▶ **Your goal**
Rewrite the part of the data that starts at the line containing "station building in the image above." and runs to the end, swapping "stone church" for "old church" and leaving everything else as it is.

▶ **Data provided**
[Begin]
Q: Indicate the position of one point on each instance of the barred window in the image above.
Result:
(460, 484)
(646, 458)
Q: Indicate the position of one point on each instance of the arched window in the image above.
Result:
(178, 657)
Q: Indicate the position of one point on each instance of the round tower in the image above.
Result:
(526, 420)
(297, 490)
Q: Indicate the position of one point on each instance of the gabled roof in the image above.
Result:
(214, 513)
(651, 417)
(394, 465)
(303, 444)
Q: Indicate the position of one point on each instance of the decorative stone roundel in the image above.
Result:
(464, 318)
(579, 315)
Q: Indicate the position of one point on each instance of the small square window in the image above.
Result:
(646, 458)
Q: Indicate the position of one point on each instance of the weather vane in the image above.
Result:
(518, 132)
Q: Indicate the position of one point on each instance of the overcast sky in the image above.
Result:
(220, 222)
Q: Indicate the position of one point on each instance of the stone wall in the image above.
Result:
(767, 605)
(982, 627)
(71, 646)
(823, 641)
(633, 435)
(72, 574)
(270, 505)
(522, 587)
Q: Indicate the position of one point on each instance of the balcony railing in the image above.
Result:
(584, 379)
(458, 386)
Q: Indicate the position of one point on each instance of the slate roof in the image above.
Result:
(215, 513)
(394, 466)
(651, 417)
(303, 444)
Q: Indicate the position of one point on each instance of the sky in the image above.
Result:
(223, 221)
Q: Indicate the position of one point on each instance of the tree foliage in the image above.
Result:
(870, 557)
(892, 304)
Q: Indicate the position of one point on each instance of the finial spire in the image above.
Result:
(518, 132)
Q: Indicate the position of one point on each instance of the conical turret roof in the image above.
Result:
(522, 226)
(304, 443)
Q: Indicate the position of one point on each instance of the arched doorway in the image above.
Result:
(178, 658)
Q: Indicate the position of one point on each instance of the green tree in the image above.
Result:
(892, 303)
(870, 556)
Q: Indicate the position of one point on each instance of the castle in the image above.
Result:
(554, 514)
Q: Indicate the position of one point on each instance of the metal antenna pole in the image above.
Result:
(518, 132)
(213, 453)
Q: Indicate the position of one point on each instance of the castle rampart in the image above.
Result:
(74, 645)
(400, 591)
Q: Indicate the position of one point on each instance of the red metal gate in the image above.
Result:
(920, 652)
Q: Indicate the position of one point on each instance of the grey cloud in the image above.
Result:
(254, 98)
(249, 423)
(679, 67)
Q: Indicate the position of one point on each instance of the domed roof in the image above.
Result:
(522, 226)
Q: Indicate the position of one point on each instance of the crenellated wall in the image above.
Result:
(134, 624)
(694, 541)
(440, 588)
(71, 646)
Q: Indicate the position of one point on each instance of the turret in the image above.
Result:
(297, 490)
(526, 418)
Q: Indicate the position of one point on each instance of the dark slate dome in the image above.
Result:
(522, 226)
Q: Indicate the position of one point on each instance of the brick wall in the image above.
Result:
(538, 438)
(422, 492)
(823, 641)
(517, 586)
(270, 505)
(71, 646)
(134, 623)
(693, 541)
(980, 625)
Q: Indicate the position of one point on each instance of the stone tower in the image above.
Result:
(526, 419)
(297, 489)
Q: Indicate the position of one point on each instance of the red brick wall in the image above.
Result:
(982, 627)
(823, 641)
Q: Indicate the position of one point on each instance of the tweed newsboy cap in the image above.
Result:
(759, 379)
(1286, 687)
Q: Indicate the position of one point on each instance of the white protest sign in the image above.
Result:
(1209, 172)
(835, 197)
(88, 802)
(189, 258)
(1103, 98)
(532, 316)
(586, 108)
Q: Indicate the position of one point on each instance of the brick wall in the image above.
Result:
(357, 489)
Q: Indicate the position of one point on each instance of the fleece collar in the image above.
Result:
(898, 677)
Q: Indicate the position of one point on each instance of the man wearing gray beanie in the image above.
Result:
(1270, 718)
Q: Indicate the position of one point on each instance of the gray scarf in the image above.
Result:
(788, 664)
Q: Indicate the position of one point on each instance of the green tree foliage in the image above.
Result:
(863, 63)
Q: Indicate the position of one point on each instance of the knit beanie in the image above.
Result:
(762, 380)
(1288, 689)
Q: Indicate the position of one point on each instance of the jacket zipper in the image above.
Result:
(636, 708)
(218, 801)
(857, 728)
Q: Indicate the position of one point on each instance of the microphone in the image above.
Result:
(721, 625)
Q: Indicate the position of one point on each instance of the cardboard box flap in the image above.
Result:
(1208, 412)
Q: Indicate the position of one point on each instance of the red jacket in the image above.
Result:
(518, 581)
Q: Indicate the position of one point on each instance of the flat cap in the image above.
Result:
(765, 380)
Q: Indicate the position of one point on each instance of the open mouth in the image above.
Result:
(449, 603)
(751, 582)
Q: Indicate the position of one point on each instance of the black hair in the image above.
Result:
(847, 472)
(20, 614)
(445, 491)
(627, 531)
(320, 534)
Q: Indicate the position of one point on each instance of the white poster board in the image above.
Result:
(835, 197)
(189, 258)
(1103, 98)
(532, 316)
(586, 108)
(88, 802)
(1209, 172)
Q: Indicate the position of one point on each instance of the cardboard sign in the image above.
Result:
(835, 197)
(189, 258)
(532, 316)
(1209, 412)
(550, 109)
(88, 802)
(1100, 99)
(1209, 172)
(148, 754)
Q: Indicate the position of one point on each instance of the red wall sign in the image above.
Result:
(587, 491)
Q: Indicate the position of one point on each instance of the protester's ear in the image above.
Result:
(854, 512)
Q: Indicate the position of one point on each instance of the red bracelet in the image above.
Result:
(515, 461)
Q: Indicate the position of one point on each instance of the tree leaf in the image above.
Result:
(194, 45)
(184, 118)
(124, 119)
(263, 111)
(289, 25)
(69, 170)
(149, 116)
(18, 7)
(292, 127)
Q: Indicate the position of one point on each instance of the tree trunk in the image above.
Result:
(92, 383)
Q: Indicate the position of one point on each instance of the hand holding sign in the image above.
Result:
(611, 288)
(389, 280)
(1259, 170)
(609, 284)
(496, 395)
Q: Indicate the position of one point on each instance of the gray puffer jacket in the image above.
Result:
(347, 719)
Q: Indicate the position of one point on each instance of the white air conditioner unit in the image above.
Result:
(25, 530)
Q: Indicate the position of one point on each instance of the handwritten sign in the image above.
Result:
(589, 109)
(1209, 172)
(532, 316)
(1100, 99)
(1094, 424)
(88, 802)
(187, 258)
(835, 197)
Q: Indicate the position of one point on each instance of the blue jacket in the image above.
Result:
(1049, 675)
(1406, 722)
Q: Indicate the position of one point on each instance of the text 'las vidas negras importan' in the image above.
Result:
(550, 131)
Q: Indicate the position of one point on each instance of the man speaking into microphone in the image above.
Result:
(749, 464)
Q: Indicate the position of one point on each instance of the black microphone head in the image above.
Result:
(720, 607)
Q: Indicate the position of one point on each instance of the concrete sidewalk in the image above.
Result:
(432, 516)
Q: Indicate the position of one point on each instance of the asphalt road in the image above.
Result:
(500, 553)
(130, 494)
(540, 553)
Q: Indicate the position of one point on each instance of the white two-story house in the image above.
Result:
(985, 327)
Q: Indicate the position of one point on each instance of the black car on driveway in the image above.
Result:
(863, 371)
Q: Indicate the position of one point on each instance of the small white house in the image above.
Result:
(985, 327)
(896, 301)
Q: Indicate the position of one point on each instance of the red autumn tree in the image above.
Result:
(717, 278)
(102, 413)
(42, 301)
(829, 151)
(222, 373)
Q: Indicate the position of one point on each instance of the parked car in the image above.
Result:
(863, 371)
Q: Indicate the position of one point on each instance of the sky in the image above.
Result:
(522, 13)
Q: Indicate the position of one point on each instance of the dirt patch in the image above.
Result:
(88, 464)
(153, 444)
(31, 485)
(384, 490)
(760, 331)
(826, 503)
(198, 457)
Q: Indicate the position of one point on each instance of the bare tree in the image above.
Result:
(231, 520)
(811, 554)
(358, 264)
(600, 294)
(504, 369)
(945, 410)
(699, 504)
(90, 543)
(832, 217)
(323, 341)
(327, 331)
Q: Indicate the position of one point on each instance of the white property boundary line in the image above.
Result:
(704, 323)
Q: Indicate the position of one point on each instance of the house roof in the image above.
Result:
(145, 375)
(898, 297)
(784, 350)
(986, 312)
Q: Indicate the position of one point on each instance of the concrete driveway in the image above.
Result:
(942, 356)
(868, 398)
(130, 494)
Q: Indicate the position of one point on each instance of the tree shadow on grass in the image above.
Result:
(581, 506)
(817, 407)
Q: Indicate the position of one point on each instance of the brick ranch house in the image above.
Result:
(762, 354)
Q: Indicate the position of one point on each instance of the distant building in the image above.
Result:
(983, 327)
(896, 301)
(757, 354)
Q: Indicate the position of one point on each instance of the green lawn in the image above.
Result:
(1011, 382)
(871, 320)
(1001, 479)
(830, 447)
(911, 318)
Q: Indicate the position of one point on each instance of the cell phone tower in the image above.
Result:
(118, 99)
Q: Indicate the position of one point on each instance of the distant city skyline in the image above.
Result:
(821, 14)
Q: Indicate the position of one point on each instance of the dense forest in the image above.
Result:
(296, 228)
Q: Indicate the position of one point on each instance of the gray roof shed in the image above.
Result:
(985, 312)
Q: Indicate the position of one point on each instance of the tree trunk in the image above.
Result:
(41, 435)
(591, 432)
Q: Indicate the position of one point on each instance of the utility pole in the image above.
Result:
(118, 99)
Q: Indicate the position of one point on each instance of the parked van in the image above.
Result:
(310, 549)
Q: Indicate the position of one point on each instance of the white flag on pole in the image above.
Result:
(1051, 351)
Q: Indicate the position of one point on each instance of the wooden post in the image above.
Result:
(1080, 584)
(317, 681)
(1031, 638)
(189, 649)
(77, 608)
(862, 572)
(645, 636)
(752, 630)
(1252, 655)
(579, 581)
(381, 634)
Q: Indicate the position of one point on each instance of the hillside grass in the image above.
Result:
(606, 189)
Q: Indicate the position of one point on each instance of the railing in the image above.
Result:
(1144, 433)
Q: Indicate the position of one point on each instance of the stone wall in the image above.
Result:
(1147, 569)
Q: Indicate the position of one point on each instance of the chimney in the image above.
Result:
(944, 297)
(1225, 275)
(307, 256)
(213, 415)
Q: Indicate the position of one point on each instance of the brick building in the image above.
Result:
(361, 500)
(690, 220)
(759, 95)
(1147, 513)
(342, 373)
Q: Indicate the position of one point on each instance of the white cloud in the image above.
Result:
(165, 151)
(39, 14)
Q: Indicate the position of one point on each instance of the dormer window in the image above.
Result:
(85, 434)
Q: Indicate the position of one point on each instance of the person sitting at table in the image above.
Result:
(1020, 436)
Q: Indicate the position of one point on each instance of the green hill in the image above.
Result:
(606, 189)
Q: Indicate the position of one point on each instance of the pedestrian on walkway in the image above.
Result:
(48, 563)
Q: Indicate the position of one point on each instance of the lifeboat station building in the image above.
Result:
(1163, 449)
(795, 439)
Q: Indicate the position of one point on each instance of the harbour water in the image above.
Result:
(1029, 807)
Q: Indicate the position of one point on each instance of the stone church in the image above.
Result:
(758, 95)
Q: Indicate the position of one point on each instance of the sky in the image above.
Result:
[End]
▶ **Written reply**
Q: Indicate the position of one point on each instance of the lifeboat station building in the image above.
Result:
(1163, 449)
(795, 439)
Q: Indicate the position of one point on each instance of the harbour water in the image above.
Result:
(1029, 807)
Q: Indicate the position of one point on each instance of the old church in the image above.
Result:
(758, 95)
Q: Indicate the position of one point on each instance of the sky in the image above.
Result:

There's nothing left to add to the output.